> [Задание 1]
Ответьте на вопросы по тексту о Пикалёвском комбинате.
(а) В каком году возник Пикалёвский комбинат?
(б) Что, помимо цемента, получается из отходов глинозёмного производства?
(в) В какую группу в конечном счёте попало цементное производство?
#### Предоставленный текст
В этом смысле Пикалёво даже круче, чем Бородино. Там хотя бы супостат был ясен. В Пикалёве не видно, с кем воюем, но это есть наш решительный бой – сиречь, могущий стать последним.

О комбинате

В 1950-е годы советская прикладная наука решила вопрос, что делать с нефелинами. Нефелины добываются вместе с апатитами. С апатитами всё понятно – из них делают дивные минеральные удобрения, которых при советской власти потреблялось в десятки раз больше, чем сейчас. А вот нефелины до того просто валились в кучу. Да, из нефелинов можно делать глинозём, а затем алюминий, но его там кот наплакал, а значит, себе дороже.

Но поскольку допустить такое безобразие: богатый минерал пропадает зря, – советская наука не могла, люди сели и разобрались: из отходов глинозёмного производства получается чудный цемент, а также сода и поташ, которые в свою очередь являются ценнейшим полуфабрикатом для химии, для стекольной промышленности.

Так и возник в 1958 году Пикалёвский комбинат. Кстати, понятие «комбинат» на английский не переводится, имеется в виду группа производств, связанных, например, общим сырьём и производящих разнообразную продукцию. Комбинат проработал полвека, и по сей день эта технология вполне состоятельна.

Итак, само по себе производство алюминия из нефелинов может быть даже убыточным. Но интегрально, если делать из его отходов цемент и стекло, процесс начинает производить добавленную стоимость. Чудеса, да и только.

О распиле Пикалёво

В процессе революционной приватизации Пикалёвский комплекс попал в частные руки и был распилен на три части. Основной комбинат в итоге оказался у Дерипаски, тогда скупавшего алюминиевые активы. Цемент, в конечном счёте, попал в группу «Евроцемент» к Филарету Гальчеву. Себе же первые собственники из «Метахима» оставили замечательное химическое производство, подстраховавшись при этом контрактом на четверть века, по которому глинозёмный завод был обязан поставлять им почти задаром карбонатный раствор.

Вскоре выяснилось, что актив, попавший к Дерипаске, стал убыточным. Его повертели так-сяк, попытались договориться с соседними собственниками – не договорились. После чего сработала стандартная финансовая технология из учебника: убыточный завод перекинули в департамент «Базэла», занимающийся плохими активами, не разбираясь во всех этих цепочках и заморочках с нефелинами. А что делать с убыточным активом? Реструктуризировать – не получается, продать – не получается, значит – перепрофилировать. Решили делать глинозёмно-цементный завод – хотя рядом один цементный завод уже есть.
########
#### Строки набора данных
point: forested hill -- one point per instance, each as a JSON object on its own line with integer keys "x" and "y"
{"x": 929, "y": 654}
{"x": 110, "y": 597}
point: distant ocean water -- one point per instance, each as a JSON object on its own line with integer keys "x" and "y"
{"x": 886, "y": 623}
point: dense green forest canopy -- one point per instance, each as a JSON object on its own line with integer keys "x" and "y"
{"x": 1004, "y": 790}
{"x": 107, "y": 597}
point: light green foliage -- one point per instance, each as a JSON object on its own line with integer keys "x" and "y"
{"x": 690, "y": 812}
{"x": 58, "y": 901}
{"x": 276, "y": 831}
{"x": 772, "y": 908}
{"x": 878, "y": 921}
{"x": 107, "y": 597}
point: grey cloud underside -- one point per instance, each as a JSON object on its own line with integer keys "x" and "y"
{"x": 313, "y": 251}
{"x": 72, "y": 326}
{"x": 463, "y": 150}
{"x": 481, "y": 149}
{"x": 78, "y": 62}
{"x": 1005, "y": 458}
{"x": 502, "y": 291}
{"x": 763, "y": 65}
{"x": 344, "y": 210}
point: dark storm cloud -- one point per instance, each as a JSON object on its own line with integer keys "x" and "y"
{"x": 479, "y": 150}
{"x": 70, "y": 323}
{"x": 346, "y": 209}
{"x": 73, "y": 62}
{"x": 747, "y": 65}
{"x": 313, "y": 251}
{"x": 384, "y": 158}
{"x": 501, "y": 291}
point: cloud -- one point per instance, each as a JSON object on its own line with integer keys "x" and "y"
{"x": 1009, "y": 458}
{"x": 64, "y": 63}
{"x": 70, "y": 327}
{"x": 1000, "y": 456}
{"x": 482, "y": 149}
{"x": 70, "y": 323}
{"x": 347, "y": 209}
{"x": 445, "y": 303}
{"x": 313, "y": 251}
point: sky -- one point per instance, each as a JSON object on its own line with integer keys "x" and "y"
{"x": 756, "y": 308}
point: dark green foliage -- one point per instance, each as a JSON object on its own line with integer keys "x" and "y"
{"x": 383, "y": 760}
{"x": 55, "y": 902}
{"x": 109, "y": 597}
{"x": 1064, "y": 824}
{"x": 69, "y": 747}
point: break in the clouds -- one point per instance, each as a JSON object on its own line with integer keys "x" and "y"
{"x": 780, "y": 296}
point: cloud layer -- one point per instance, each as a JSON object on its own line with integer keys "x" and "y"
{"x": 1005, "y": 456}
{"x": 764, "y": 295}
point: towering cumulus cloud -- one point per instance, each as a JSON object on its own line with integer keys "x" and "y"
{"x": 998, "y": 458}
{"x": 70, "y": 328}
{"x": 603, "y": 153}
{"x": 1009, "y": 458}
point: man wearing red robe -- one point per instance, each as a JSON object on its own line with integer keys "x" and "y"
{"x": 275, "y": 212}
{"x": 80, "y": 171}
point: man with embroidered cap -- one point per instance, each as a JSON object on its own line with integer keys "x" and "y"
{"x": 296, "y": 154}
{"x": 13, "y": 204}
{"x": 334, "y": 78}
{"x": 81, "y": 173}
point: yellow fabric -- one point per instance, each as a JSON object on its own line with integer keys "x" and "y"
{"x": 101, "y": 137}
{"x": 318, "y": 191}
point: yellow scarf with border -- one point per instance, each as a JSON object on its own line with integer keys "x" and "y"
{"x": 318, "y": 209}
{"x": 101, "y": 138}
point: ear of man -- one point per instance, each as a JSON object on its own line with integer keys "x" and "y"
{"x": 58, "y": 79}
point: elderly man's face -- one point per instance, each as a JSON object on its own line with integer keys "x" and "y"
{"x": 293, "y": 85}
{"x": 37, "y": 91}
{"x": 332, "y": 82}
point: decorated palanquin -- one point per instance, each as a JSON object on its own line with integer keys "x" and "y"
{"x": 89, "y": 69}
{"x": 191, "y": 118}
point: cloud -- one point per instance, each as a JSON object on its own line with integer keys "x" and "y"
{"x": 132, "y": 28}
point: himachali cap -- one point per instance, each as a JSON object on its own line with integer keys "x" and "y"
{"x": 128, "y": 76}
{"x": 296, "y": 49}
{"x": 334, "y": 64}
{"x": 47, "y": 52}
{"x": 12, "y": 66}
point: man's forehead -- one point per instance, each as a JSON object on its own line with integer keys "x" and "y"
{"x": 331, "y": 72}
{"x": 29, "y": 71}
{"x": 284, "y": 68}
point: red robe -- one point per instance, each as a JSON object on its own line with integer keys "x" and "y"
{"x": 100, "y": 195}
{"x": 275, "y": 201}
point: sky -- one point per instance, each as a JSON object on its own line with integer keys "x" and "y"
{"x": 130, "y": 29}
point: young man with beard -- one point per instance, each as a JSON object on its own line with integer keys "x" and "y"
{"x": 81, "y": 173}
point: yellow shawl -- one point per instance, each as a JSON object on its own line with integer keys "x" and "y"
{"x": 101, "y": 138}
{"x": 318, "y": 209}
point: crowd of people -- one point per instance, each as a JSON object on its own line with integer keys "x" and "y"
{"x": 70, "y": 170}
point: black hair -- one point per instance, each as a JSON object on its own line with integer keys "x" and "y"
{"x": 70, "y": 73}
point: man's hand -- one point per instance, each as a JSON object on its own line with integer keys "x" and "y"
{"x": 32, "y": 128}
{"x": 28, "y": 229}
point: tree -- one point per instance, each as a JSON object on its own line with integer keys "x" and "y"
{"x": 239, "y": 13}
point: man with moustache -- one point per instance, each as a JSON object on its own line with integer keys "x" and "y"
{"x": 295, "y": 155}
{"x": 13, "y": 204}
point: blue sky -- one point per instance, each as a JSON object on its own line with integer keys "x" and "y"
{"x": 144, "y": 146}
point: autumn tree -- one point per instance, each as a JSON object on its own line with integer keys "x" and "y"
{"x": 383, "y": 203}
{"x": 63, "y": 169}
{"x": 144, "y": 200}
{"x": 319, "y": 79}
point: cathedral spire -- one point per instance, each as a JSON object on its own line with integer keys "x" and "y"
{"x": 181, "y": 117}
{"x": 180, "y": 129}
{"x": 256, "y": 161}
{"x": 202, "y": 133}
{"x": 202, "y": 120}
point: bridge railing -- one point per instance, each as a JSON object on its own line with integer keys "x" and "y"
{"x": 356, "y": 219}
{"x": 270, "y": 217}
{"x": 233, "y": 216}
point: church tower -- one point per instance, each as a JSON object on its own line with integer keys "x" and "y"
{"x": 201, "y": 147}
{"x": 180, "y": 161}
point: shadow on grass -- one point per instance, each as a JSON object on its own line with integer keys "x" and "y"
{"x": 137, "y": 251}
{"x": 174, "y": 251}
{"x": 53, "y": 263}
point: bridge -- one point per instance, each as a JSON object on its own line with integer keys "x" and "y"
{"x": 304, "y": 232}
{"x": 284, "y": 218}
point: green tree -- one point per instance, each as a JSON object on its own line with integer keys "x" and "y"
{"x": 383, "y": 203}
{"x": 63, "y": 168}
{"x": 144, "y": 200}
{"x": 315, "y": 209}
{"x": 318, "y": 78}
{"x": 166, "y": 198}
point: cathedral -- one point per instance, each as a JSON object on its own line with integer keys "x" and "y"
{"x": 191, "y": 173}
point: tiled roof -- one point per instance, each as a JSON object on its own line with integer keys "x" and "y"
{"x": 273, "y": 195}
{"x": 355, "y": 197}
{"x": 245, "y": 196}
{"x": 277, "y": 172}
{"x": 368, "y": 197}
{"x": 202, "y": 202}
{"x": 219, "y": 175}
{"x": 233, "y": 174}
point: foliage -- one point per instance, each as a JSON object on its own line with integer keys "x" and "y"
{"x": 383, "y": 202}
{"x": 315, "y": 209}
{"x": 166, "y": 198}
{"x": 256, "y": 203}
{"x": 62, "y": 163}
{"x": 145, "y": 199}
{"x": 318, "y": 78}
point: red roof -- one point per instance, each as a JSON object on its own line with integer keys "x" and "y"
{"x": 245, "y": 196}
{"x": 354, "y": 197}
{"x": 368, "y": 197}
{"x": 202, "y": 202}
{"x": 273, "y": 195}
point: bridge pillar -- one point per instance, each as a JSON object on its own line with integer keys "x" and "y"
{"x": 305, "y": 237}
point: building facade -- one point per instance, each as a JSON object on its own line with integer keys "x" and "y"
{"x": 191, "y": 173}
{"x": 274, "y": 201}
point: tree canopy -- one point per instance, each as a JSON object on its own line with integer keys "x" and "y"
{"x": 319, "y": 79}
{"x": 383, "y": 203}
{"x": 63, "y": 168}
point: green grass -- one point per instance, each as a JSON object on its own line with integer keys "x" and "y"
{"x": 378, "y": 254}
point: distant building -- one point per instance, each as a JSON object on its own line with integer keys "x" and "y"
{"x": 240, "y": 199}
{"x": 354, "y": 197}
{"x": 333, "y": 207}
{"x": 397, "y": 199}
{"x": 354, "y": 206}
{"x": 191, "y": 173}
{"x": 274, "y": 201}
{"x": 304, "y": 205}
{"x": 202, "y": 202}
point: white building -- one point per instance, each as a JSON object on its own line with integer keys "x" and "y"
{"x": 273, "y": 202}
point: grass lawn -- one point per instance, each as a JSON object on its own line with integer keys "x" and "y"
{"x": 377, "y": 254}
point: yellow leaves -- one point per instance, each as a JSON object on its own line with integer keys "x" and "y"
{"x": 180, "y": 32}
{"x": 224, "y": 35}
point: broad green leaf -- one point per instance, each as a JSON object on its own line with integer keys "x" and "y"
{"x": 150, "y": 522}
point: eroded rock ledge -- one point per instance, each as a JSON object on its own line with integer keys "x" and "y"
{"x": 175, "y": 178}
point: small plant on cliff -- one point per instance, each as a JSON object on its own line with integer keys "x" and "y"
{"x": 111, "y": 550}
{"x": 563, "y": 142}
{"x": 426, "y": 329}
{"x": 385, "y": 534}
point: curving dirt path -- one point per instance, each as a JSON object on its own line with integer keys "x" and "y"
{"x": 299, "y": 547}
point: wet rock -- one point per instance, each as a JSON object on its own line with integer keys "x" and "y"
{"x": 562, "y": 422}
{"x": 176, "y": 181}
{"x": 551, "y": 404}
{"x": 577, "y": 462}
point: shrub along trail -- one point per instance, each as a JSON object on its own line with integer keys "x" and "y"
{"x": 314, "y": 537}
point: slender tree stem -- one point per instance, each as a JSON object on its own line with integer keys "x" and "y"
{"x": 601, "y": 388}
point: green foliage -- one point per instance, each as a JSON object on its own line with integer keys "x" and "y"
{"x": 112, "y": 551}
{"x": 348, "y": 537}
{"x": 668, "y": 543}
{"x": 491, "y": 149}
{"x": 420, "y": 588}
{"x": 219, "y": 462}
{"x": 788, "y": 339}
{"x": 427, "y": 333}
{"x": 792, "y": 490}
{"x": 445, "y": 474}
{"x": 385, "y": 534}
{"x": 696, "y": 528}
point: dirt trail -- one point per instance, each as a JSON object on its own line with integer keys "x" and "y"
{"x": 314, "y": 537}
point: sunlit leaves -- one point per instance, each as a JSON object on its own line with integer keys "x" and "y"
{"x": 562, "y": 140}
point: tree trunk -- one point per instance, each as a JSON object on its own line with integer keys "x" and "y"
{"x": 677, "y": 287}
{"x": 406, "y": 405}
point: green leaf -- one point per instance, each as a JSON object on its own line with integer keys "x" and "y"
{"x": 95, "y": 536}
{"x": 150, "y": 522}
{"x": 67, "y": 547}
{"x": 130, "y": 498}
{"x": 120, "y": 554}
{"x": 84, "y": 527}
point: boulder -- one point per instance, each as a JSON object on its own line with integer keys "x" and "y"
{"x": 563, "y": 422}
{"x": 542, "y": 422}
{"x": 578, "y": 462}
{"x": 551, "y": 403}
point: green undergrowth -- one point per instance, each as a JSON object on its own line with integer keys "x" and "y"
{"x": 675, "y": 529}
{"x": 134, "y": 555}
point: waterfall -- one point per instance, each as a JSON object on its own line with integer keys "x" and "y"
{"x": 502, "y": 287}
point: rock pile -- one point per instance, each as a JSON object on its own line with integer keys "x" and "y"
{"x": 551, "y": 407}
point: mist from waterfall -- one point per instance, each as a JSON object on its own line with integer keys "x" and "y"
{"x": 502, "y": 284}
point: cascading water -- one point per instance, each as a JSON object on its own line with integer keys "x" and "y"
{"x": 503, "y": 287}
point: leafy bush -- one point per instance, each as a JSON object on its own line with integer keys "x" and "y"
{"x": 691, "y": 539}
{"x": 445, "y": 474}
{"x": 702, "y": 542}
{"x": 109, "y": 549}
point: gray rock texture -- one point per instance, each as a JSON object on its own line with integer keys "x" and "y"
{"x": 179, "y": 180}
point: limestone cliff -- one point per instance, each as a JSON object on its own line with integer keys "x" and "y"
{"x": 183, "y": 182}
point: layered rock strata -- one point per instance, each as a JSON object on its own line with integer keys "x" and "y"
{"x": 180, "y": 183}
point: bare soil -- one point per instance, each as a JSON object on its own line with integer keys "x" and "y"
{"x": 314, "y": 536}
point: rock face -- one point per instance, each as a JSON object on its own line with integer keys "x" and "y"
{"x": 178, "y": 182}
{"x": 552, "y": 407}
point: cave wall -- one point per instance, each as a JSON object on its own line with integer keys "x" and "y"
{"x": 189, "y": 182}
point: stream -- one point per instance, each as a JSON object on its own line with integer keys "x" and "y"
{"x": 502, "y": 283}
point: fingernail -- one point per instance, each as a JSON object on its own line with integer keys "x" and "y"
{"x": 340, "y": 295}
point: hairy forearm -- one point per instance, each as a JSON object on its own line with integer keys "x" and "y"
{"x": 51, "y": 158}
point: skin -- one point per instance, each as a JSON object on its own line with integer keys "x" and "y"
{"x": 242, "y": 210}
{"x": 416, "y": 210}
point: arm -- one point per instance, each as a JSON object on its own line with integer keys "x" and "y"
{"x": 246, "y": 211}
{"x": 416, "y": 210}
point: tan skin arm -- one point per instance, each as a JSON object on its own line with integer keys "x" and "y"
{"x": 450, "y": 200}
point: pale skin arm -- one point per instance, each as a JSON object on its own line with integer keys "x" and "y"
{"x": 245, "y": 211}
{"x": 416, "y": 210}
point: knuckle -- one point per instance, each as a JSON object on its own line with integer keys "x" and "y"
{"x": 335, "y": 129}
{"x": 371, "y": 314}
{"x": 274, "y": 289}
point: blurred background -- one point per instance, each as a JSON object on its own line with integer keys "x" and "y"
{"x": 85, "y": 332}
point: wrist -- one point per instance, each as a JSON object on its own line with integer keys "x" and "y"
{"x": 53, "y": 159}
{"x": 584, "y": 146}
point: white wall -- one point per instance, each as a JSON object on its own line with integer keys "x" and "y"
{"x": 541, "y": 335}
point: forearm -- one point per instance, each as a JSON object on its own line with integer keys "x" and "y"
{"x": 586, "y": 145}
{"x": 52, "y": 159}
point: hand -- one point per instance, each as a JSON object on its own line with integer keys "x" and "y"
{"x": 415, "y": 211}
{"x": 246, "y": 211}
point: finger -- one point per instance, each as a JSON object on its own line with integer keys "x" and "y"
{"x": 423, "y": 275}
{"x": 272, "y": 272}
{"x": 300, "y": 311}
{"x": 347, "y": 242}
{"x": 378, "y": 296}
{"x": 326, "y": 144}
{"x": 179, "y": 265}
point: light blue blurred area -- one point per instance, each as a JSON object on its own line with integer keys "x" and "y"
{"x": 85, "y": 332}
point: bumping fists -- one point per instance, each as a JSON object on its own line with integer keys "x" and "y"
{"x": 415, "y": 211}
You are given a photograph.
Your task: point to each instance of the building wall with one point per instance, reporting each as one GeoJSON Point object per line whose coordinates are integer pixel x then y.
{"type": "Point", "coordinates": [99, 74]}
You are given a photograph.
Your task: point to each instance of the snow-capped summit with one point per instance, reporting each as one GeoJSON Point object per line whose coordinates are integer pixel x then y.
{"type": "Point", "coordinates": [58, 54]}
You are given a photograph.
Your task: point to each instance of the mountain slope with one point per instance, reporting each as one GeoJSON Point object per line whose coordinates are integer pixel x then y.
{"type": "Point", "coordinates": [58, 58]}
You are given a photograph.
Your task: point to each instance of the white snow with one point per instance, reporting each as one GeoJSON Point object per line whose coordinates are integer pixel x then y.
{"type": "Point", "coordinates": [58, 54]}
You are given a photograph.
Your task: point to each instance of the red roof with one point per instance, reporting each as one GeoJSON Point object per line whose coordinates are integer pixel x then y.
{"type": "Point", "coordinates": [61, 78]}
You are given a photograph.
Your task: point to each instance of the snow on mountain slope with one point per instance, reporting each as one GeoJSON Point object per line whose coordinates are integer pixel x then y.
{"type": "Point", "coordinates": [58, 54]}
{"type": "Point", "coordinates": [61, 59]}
########
> [Задание 2]
Определите, сколько строк перечня содержат слово «leaves». Ответ дайте одним числом.

> [Ответ 1]
(а) В 1958 году.
(б) Сода и поташ.
(в) В группу «Евроцемент».

> [Ответ 2]
2